### Region labeling records

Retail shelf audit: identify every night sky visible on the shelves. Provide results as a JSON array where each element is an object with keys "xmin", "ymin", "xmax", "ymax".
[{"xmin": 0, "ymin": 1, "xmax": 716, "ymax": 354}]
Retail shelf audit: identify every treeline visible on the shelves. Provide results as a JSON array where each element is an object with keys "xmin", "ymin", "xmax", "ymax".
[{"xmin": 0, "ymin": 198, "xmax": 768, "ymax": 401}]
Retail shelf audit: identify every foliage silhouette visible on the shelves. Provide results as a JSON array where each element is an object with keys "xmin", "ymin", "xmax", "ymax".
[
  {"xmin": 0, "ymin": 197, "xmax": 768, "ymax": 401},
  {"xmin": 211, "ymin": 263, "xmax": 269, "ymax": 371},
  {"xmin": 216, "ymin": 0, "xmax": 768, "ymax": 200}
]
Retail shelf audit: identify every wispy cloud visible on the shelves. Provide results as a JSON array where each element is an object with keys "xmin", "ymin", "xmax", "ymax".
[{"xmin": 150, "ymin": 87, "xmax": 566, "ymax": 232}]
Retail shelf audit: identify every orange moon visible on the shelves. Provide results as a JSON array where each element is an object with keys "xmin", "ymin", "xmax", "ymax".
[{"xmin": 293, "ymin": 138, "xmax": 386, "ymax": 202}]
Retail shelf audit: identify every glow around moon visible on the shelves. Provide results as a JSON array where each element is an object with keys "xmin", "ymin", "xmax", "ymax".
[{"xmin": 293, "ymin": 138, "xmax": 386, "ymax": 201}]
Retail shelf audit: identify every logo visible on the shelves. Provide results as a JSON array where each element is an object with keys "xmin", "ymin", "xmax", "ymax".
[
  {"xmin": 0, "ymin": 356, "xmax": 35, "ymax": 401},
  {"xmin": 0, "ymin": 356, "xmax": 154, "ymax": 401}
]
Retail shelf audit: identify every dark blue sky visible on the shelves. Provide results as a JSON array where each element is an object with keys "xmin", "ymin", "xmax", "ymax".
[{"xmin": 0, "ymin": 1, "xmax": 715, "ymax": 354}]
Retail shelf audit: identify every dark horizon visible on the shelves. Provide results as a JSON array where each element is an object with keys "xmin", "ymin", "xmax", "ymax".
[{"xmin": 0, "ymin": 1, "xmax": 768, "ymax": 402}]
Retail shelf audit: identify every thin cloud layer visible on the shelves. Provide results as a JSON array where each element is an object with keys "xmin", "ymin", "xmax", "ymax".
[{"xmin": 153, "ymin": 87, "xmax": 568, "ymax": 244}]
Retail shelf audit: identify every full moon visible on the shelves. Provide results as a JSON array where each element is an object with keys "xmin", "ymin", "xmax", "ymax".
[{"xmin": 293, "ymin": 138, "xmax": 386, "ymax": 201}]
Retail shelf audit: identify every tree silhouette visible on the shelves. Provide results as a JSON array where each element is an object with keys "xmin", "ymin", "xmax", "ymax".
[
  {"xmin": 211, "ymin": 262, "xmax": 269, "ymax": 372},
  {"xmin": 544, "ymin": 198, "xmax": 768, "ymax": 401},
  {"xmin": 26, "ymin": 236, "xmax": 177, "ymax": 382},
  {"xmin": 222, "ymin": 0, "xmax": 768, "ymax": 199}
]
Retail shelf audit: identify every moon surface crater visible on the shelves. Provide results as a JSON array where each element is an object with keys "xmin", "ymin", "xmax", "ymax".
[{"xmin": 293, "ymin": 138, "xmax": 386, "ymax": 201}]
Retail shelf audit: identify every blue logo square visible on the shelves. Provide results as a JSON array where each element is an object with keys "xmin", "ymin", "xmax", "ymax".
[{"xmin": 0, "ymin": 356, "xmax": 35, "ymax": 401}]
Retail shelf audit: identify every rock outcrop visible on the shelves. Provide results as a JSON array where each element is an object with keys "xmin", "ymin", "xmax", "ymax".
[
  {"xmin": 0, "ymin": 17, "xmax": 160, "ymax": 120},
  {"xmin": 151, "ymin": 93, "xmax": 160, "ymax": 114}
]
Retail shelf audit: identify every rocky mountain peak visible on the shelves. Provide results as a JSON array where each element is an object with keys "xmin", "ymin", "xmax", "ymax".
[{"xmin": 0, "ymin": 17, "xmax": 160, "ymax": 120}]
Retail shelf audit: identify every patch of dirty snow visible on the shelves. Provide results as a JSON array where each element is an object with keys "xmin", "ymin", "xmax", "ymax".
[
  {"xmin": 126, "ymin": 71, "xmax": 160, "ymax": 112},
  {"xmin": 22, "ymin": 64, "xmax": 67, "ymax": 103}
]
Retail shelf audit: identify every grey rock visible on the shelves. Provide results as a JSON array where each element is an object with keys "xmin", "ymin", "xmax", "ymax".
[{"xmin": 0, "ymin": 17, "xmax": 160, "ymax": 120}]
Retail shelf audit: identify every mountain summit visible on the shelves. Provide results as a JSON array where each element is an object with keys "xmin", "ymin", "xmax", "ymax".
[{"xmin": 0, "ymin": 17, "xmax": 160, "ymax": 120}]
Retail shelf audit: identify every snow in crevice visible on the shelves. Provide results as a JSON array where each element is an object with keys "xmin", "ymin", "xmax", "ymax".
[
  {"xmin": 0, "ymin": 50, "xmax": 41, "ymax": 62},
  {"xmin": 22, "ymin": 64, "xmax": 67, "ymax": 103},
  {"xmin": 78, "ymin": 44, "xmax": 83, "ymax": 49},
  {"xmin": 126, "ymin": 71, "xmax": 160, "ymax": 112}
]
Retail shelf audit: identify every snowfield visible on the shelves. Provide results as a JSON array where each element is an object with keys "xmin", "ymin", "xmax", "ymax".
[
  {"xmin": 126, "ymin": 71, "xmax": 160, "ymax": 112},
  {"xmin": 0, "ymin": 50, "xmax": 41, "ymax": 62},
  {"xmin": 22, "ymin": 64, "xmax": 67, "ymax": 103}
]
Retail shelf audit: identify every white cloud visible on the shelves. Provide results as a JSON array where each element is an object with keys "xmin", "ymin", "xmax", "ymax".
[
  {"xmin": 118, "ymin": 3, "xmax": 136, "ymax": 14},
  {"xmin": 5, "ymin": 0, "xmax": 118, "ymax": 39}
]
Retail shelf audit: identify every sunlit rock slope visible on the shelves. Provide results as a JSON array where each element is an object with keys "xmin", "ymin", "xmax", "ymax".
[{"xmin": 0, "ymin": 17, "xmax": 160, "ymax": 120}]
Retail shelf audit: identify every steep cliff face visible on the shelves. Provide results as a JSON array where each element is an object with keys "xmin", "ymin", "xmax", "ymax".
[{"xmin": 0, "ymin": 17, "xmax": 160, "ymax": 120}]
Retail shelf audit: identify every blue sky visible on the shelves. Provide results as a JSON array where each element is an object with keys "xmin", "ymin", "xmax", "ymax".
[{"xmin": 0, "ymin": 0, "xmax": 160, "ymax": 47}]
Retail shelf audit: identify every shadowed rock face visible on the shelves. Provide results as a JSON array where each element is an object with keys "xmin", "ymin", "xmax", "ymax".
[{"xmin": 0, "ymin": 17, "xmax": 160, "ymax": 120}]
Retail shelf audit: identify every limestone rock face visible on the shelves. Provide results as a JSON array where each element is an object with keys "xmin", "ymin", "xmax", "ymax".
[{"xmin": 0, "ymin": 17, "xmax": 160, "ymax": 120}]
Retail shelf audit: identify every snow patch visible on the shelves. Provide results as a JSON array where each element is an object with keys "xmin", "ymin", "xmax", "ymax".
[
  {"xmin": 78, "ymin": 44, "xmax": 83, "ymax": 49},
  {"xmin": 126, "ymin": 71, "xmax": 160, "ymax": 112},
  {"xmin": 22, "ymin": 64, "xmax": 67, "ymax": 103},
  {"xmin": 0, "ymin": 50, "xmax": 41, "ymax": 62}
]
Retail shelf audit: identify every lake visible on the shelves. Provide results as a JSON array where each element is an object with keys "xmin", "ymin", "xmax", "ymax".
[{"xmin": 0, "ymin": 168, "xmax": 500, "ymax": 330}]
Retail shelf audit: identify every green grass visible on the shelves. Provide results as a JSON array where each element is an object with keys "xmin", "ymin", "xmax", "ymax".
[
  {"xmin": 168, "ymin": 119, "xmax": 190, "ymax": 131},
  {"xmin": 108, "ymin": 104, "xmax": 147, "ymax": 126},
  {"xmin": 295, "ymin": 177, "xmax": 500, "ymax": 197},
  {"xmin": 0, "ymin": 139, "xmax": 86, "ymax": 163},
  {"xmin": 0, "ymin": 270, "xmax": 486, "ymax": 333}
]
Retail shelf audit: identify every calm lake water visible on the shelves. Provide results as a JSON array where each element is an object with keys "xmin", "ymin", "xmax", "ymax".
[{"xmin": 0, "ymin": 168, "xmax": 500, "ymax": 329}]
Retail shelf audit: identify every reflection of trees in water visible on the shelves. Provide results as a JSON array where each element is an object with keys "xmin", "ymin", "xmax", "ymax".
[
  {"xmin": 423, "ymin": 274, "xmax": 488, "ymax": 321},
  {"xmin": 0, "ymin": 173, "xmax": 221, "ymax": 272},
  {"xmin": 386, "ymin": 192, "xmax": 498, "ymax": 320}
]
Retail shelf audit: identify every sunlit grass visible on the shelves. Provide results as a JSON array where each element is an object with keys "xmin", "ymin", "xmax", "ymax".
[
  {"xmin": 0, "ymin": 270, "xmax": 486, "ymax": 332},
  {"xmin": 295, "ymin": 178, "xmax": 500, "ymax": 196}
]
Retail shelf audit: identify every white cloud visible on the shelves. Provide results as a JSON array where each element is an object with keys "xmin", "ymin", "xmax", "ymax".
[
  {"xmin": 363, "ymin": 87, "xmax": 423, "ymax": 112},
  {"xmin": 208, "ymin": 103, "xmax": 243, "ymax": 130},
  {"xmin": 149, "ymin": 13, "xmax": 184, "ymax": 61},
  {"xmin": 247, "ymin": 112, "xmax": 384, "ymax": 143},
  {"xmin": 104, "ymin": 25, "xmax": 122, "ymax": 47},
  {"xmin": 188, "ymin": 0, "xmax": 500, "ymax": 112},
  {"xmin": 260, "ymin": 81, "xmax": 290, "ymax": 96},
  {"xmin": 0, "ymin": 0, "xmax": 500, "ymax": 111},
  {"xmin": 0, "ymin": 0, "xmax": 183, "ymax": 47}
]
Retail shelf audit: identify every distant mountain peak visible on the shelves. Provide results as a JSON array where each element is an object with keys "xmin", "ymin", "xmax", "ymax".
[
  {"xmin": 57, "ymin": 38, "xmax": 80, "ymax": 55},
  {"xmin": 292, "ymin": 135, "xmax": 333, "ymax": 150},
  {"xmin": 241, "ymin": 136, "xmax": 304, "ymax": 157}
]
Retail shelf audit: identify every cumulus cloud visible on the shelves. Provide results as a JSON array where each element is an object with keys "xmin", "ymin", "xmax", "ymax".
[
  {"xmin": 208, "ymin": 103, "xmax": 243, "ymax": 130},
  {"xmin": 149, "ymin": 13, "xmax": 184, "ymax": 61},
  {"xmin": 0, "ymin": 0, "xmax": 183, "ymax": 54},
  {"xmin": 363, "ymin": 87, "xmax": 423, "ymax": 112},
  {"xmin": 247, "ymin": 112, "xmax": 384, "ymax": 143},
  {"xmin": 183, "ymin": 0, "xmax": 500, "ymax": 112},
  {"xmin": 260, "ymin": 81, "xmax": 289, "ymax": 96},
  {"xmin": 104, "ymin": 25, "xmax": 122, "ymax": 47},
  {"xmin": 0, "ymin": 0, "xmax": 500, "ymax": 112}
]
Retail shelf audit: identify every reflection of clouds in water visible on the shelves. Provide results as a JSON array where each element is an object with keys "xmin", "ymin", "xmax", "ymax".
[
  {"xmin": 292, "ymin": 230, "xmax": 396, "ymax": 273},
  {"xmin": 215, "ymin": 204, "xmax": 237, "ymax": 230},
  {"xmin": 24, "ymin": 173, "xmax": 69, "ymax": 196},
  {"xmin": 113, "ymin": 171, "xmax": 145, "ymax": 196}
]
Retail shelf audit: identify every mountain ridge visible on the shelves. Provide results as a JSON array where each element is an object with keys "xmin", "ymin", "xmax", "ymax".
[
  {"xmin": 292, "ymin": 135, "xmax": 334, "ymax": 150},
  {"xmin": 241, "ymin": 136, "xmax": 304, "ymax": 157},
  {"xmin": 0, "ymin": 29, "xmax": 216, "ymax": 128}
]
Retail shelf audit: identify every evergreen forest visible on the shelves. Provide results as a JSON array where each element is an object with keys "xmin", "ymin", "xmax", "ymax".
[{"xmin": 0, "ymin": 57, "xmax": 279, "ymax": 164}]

### WHAT YOU WILL DO
Which lines of the data contain the string "dark", with case taken into account? Return each of those lines in full.

### ANSWER TO THIS PROBLEM
Retail shelf audit: identify every dark blue sky visible on the shelves. Provide results as a JSON array where each element is an object with keys "xmin", "ymin", "xmax", "ymax".
Retail shelf audit: identify every dark horizon visible on the shelves. Provide results as a JSON array where each element is an object with keys "xmin", "ymin", "xmax", "ymax".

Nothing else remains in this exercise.